[WHAT YOU ARE ASKED TO DO]
Set out every line of the entries below as a numbered list, leaving out the blank lines.

[Begin DATA IN THIS EXERCISE]

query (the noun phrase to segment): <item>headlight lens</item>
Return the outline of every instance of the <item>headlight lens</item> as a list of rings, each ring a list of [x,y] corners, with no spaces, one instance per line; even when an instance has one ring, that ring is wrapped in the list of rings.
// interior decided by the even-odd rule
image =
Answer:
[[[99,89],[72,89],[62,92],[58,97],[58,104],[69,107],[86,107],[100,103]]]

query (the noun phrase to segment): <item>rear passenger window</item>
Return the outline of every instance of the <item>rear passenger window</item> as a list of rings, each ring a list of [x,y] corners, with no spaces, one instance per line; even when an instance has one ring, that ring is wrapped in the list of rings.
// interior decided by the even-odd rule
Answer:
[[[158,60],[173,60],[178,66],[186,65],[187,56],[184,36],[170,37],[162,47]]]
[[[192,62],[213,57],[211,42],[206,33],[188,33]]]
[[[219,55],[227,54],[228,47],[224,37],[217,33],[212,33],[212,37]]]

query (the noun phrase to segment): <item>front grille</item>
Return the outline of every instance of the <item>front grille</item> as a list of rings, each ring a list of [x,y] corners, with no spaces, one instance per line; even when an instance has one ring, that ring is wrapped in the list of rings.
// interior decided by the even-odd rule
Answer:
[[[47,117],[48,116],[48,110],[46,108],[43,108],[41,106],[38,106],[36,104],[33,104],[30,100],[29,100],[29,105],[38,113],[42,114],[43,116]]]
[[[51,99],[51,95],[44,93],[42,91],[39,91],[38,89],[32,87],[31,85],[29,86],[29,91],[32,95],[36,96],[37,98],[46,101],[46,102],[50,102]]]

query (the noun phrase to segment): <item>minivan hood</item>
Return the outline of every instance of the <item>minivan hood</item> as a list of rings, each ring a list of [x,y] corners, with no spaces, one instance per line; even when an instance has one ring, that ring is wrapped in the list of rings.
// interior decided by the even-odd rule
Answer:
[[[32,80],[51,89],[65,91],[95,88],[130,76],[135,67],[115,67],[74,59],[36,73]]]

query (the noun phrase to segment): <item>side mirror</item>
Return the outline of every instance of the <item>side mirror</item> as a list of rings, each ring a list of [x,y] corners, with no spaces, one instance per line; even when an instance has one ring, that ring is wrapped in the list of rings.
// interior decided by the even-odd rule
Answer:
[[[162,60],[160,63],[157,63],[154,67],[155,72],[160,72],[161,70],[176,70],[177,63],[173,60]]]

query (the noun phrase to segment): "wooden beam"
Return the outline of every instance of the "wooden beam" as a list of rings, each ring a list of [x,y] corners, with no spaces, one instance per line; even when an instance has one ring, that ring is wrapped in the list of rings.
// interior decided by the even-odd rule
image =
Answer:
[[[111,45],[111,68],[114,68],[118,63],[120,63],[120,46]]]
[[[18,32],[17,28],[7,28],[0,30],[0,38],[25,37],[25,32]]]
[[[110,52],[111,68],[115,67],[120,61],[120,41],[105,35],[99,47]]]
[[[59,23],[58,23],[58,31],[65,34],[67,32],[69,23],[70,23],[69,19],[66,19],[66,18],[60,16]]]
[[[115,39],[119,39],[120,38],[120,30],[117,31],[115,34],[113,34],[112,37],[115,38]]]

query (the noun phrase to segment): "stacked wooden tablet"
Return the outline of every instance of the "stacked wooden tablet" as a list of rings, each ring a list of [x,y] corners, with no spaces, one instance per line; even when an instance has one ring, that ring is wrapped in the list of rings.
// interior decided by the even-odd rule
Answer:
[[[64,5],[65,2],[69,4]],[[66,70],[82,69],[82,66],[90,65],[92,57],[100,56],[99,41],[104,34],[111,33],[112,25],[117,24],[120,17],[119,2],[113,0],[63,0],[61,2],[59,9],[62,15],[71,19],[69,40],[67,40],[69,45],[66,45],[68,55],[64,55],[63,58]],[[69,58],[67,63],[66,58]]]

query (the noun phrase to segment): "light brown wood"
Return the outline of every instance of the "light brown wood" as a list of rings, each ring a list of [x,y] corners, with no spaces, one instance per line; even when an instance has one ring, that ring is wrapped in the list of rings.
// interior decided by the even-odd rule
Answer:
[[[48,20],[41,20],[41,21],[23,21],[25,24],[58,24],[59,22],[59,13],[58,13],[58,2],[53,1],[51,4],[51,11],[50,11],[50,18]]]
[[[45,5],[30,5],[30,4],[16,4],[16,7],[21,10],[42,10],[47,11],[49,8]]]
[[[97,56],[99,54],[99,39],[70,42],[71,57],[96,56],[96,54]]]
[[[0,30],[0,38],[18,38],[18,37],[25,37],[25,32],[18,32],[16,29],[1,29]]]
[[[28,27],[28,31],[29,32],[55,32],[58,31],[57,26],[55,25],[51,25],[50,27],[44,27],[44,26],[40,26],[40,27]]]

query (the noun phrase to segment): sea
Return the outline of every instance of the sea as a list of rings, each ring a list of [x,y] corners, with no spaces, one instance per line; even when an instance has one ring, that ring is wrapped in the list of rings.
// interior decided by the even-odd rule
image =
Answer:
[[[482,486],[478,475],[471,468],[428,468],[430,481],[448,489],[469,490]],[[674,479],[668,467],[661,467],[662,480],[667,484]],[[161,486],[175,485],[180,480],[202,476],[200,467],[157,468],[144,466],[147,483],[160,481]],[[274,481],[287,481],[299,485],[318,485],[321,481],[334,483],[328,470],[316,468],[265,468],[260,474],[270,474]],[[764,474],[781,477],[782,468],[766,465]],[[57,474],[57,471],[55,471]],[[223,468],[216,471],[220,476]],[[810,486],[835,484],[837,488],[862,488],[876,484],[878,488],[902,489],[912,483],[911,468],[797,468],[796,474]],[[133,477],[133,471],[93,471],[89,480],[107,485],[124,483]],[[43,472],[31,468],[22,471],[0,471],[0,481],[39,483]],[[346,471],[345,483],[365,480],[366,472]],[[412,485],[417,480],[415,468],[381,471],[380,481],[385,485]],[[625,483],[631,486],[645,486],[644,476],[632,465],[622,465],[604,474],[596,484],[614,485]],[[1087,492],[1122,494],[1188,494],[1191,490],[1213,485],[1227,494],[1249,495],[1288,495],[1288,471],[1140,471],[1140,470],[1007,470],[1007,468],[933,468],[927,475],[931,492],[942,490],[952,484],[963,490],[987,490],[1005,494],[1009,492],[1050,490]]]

[End DATA IN THIS EXERCISE]

[TASK SOLUTION]
1. query (the noun phrase to segment): <item>headlight lens</item>
2. Return the outline of every instance of the <item>headlight lens</item> as a list of rings, each ring a list of [x,y] corners, with no spaces, one instance per line; even when an instance has one ring, that ring is wrapped in the list of rings.
3. // interior decided by the even-odd rule
4. image =
5. Answer:
6. [[[99,89],[72,89],[62,92],[58,97],[58,104],[69,107],[86,107],[100,103]]]
7. query (the noun phrase to segment): <item>rear passenger window</item>
8. Return the outline of every instance of the <item>rear passenger window</item> as a list of rings, each ring a list of [x,y] corners, with no spaces, one instance per line; even when an instance has one ring, that ring is wrapped in the list of rings.
9. // interior decided by the even-odd rule
10. Answer:
11. [[[158,60],[173,60],[178,66],[186,65],[187,56],[184,36],[170,37],[162,47]]]
12. [[[192,62],[213,57],[211,42],[206,33],[188,33]]]
13. [[[219,55],[227,54],[228,47],[224,37],[217,33],[212,33],[212,37]]]
14. query (the noun phrase to segment): <item>front grille</item>
15. Return the outline of every instance of the <item>front grille</item> as a list of rings, each ring a list of [x,y] corners, with no spaces, one instance per line; even when an instance has one ring, that ring is wrapped in the list of rings.
16. // interior decided by the even-odd rule
17. Answer:
18. [[[47,117],[48,116],[48,110],[46,108],[43,108],[41,106],[38,106],[36,104],[33,104],[30,100],[29,100],[29,105],[38,113],[42,114],[43,116]]]
19. [[[51,99],[51,95],[44,93],[42,91],[39,91],[38,89],[32,87],[31,85],[29,86],[29,91],[32,95],[36,96],[37,98],[46,101],[46,102],[50,102]]]
20. query (the noun phrase to segment): <item>minivan hood</item>
21. Return the outline of every instance of the <item>minivan hood</item> as a list of rings, each ring a list of [x,y] corners, with no spaces, one instance per line; even when an instance has one ring, that ring is wrapped in the list of rings.
22. // interior decided by the even-odd rule
23. Answer:
24. [[[32,80],[51,89],[65,91],[95,88],[130,76],[135,67],[115,67],[74,59],[36,73]]]
25. query (the noun phrase to segment): <item>side mirror</item>
26. Return the outline of every instance of the <item>side mirror</item> as a list of rings, each ring a list of [x,y] corners, with no spaces, one instance per line; even when an instance has one ring, that ring is wrapped in the list of rings.
27. // interior decided by the even-odd rule
28. Answer:
29. [[[162,60],[160,63],[157,63],[154,67],[155,72],[160,72],[161,70],[176,70],[177,63],[173,60]]]
30. query (the noun phrase to segment): "wooden beam"
31. Return the outline of every instance of the "wooden beam" as a list of rings, each ring a list of [x,y] corners, with no spaces, one instance per line; even when an instance has one ring, that ring is wrapped in the list of rings.
32. // interior decided by the even-odd rule
33. image =
34. Answer:
35. [[[111,45],[111,68],[114,68],[118,63],[120,63],[120,46]]]
36. [[[18,32],[17,28],[7,28],[0,30],[0,38],[25,37],[25,32]]]
37. [[[110,52],[111,68],[115,67],[120,61],[120,41],[105,35],[99,47]]]
38. [[[59,23],[58,23],[58,31],[65,34],[67,32],[69,23],[70,23],[69,19],[66,19],[66,18],[60,16]]]
39. [[[115,39],[119,39],[120,38],[120,30],[117,31],[115,34],[113,34],[112,37],[115,38]]]
40. query (the noun phrase to segment): "stacked wooden tablet"
41. Return the outline of every instance of the "stacked wooden tablet" as a list of rings, each ring a list of [x,y] corners, with no spaces, one instance per line; even when an instance has one ring, that ring is wrapped in the list of rings.
42. // interior decided by the even-odd rule
43. Answer:
44. [[[64,5],[65,2],[69,4]],[[66,70],[82,69],[82,66],[90,65],[92,57],[100,56],[99,41],[104,34],[111,33],[112,25],[117,24],[120,17],[119,2],[113,0],[63,0],[61,2],[59,9],[62,15],[71,19],[69,40],[67,40],[69,45],[66,45],[68,55],[64,55],[63,58]],[[69,58],[67,63],[66,58]]]
45. query (the noun phrase to segment): "light brown wood"
46. Return the outline of every instance of the "light brown wood" as a list of rings, each ring a list of [x,y] corners, with no spaces, one instance per line; even when an instance has one ring, that ring is wrapped in the list of rings.
47. // interior decided by the even-odd rule
48. Answer:
49. [[[48,20],[41,20],[41,21],[23,21],[25,24],[58,24],[59,22],[59,13],[58,13],[58,2],[53,1],[51,4],[51,11],[50,11],[50,18]]]
50. [[[45,5],[30,5],[30,4],[16,4],[16,7],[21,10],[42,10],[47,11],[49,8]]]
51. [[[97,56],[99,54],[99,39],[70,42],[71,57],[96,56],[96,54]]]
52. [[[0,30],[0,38],[18,38],[18,37],[25,37],[25,32],[18,32],[16,29],[1,29]]]
53. [[[28,27],[28,31],[29,32],[55,32],[58,31],[57,26],[55,25],[51,25],[50,27],[44,27],[44,26],[40,26],[40,27]]]
54. query (the noun phrase to segment): sea
55. Return the outline of every instance of the sea as a list of rings, each ring a list of [x,y] corners, with no spaces, one instance per line; even when an instance has one ring, that ring is wrapped in the list of rings.
56. // interior decided by the even-odd rule
57. image =
58. Answer:
59. [[[482,486],[478,475],[471,468],[428,468],[430,481],[448,489],[469,490]],[[674,479],[668,467],[661,467],[662,480],[667,484]],[[161,486],[175,485],[180,480],[202,476],[200,467],[157,468],[144,466],[147,483],[160,481]],[[274,481],[287,481],[299,485],[318,485],[321,481],[334,483],[328,470],[316,468],[265,468],[260,474],[270,474]],[[764,474],[781,477],[782,468],[766,465]],[[57,474],[57,471],[55,471]],[[223,468],[216,471],[220,476]],[[810,486],[835,484],[837,488],[862,488],[876,484],[878,488],[902,489],[912,483],[911,468],[797,468],[796,474]],[[133,477],[133,471],[93,471],[89,480],[107,485],[124,483]],[[43,472],[31,468],[22,471],[0,471],[0,481],[39,483]],[[346,471],[345,483],[365,480],[366,472]],[[412,485],[417,480],[415,468],[381,471],[380,481],[385,485]],[[625,483],[631,486],[645,486],[644,476],[632,465],[622,465],[604,474],[596,484],[614,485]],[[1087,492],[1122,494],[1188,494],[1191,490],[1213,485],[1227,494],[1249,495],[1288,495],[1288,471],[1140,471],[1140,470],[1007,470],[1007,468],[933,468],[927,475],[931,492],[942,490],[952,484],[963,490],[987,490],[1005,494],[1009,492],[1050,490]]]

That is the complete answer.